SET TASK – Can you copy the stretch of the data from the line containing "Indicate the bird's" through the line containing "Target: thin twig", keeping every line exactly as it appears and including both of those lines?

[Object pointing dataset rows]
▼
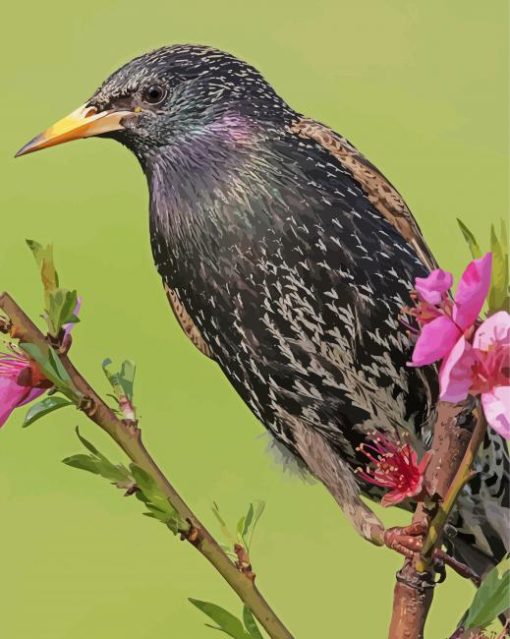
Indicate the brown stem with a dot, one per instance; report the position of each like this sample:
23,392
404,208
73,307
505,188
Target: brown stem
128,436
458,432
▲
▼
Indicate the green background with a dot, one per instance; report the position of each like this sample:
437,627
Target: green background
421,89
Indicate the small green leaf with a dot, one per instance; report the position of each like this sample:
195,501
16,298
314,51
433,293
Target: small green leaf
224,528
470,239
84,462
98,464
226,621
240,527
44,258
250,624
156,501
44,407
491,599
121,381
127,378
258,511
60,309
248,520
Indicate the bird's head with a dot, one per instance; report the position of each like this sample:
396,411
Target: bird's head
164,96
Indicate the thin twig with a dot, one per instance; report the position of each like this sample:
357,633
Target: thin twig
▲
SOLUTION TO THIS PROBLEM –
Indicate the bird's head with a dot, one per instance; report the position of each like this sample:
396,411
Target: bird's head
164,96
Indicate the thin twig with a dot, one per instance; report the position of each like this sample:
357,633
Target: thin twig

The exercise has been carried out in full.